> TASKS TO COMPLETE
**1)** In the excerpt on the gold standard podcast, how long did Earle work as a trader and analyst before joining AIER?
**2)** Carry the excerpt on the gold standard podcast forward from its final sentence.

___ EXCERPT TO READ ___

In a recent episode of the Money Metals podcast, host Mike Maharrey sits down with Peter C. Earle, PhD, of the American Institute for Economic Research (AIER) to unpack what the gold standard actually is—and why it still matters in a world of fiat money.

Earle brings both academic and market experience to the table, having spent more than 20 years as a trader and analyst before his work at AIER.

Across the conversation, Maharrey and Earle tackle seven persistent myths people repeat about fiat money and the gold standard—myths that sound plausible until you follow them to their real-world conclusions.

Youtube preview

What a Gold standard means

Earle defines a gold standard as a system where the unit of account—dollar, pound, franc, yen—is defined as a specific weight of gold. It’s not just a theme or a symbol. It means currency is convertible at a legally fixed rate.

That convertibility is the point. It forces money to be anchored to something scarce and costly to produce, limiting the ability of governments and banks to create money at will.

Earle puts it in a line that sticks: under a gold standard, “money answers to geology, not to politics.” Maharrey doesn’t hesitate—he’ll take geology over politics any day.

Why Gold became money

Earle rejects the mystical framing. Gold wasn’t chosen because it’s magical. It was selected over long stretches of history because it has the properties reliable money needs: durability, divisibility, portability, and credible scarcity.

Maharrey adds a practical observation that still holds today. You can go almost anywhere in the world, offer someone gold, and they’ll understand its value immediately. They may not want a dollar. They may not want a euro. But gold is recognized across borders because it doesn’t depend on trust in a particular government.

That’s the broader argument: a gold standard ties money to something outside the political system.

Fiat money’s bias toward inflation

Earle contrasts that with the system nearly everyone lives under today: fiat currency, money by decree. It has value because governments declare it has value and enforce its use through legal tender rules and the requirement to pay taxes in it.

___ COLLECTED MATERIAL ___

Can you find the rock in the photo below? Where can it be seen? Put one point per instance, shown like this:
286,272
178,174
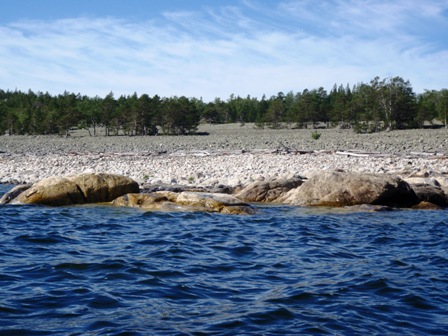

___

> RESULTS IN ORDER
**1)** More than 20 years.

**2)**
Once money is severed from a hard constraint, Earle argues, it becomes discretionary. Central banks are pressured to ease, bail out, and stimulate. That creates an inflationary bias across countries—often not a blowout, but a steady erosion of purchasing power and recurring asset bubbles.

Maharrey frames it politically: fiat money is the engine that drives big government. Earle agrees. With no binding limit, governments can try to be all things to all people—until math wins.

Myth 1: “Gold is outdated or ‘mystical’”

Earle’s reply is practical. Gold became money because it works. It’s scarce in a way that can’t be legislated away, and it resists the human temptation to “fix” problems by printing claims.

That’s why he emphasizes that gold isn’t about vibes. It’s about constraints—and constraints are exactly what political systems don’t like.

Myth 2: “Fiat money is neutral—It doesn’t automatically inflate”

The second myth is that fiat money is simply modern, flexible money, and inflation is optional.

Earle says the bias is structural. In a fiat system, there’s constant pressure on central banks and governments to do “just a little more” easing, “just a little more” stimulus, “just a little more” rescue. Over time, that shows up as shrinking purchasing power and distorted markets.

This doesn’t require a catastrophe. It can arrive as something quieter: asset booms, mispriced risk, and the slow sense that normal life costs more each year.

Myth 3: “We left the Gold standard because it failed”

Maharrey asks the blunt question: if gold standards work so well, why did governments abandon them?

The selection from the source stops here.